• _EXERCISE_: Rewrite all of the data below, replacing "marker" with "point" everywhere it appears and leaving everything else the same.

• _ENTRIES SHOWN_:
******************************
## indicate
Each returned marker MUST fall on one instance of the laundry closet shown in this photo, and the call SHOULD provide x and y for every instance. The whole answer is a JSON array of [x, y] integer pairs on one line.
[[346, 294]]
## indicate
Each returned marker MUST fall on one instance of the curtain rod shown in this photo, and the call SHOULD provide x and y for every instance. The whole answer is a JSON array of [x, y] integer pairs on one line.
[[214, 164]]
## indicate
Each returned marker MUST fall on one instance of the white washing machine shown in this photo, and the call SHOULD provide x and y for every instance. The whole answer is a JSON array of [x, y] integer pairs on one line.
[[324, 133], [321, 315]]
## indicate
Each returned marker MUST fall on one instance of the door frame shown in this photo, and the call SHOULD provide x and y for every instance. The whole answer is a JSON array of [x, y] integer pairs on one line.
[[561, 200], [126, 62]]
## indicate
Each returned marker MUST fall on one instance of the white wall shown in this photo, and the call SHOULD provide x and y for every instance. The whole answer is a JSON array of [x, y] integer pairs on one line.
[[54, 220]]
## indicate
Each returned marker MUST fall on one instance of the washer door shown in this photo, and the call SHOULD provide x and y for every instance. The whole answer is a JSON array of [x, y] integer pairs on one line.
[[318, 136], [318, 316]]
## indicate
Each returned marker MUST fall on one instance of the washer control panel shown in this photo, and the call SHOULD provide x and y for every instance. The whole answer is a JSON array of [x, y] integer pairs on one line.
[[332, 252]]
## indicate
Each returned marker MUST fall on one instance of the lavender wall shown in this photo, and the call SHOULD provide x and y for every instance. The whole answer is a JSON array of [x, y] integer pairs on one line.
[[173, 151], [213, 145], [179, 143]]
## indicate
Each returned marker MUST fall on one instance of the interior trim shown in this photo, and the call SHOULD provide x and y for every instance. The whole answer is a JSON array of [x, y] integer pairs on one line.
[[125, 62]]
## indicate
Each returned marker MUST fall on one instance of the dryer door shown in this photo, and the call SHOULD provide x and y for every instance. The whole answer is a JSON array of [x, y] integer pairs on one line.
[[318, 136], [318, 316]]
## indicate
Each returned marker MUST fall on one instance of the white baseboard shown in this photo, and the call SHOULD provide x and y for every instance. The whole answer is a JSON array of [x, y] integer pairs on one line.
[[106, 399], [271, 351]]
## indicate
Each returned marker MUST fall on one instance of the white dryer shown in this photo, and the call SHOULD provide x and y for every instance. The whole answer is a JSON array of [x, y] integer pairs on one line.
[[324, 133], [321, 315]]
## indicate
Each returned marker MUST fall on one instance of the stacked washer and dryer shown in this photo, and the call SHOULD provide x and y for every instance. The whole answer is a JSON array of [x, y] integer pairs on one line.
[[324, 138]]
******************************
• _EXERCISE SOLUTION_:
## indicate
Each returned point MUST fall on one instance of the laundry closet shown in this photo, and the call SHOULD provide x and y for every instance. The whole answer is a JSON array of [x, y] integer pairs on one line.
[[346, 294]]
## indicate
Each returned point MUST fall on one instance of the curtain rod shown in this photo, and the call SHOULD provide x and y for every instance. The whole answer is a JSON array of [x, y] integer pairs on one line.
[[214, 164]]
## indicate
Each returned point MUST fall on one instance of the white washing machine shown in this photo, and the call SHOULD provide x and y for every instance. The whole answer is a JSON array of [x, y] integer pairs on one line.
[[324, 133], [321, 315]]
## indicate
Each returned point MUST fall on one instance of the door frame shown in this photo, and the call SHOULD provide x and y for every instance. The whole answer is a JSON array of [x, y] integer pairs on one line.
[[561, 200], [126, 62]]
## indicate
Each returned point MUST fall on one instance of the white wall shown in this photo, and the call SHOULD provide x and y for every instance. The whole answer is a JSON array of [x, y] integer pairs on one line.
[[54, 220]]
## indicate
Each returned point MUST fall on one instance of the washer door shown in this photo, and the call SHOULD provide x and y for every instance. The whole answer is a JSON array of [x, y] integer pairs on one line.
[[318, 136], [318, 316]]
## indicate
Each returned point MUST fall on one instance of the washer control panel shown in this photo, and the call SHOULD provide x and y for every instance. The whole answer is a JSON array of [x, y] integer pairs on one line.
[[332, 252]]
## indicate
Each returned point MUST fall on one instance of the lavender wall shown in this photo, and the call SHOULD provide x and y for every instance. The whole answer is a JSON array of [x, y] integer pairs on one line.
[[173, 151], [213, 145], [179, 143]]
## indicate
Each returned point MUST fall on one instance of the interior trim shown in this photo, and the call SHOULD provide x and y for every instance. The whole answer is a JSON array of [x, y] integer pairs on one line.
[[125, 62]]
## indicate
Each returned point MUST fall on one instance of the dryer door shown in this photo, and the call SHOULD provide x and y for every instance. The whole answer is a JSON array of [x, y] integer pairs on one line.
[[318, 136], [318, 316]]
## indicate
Each returned point MUST fall on one instance of the white baseboard shown in this photo, and the call SHOULD provide x and y for every instance. The whole answer is a JSON array of [x, y] integer pairs on one line.
[[106, 399], [271, 351]]
## indicate
Each returned point MUST fall on one instance of the white dryer shown in this photo, and the call SHOULD provide x and y for every instance. The whole answer is a JSON array of [x, y] integer pairs on one line.
[[324, 133], [321, 315]]
## indicate
Each returned point MUST fall on one instance of the stacked washer and dryer shown in this photo, and the call SHOULD provide x and y for every instance. The whole answer is a JSON array of [x, y] integer pairs on one line.
[[324, 138]]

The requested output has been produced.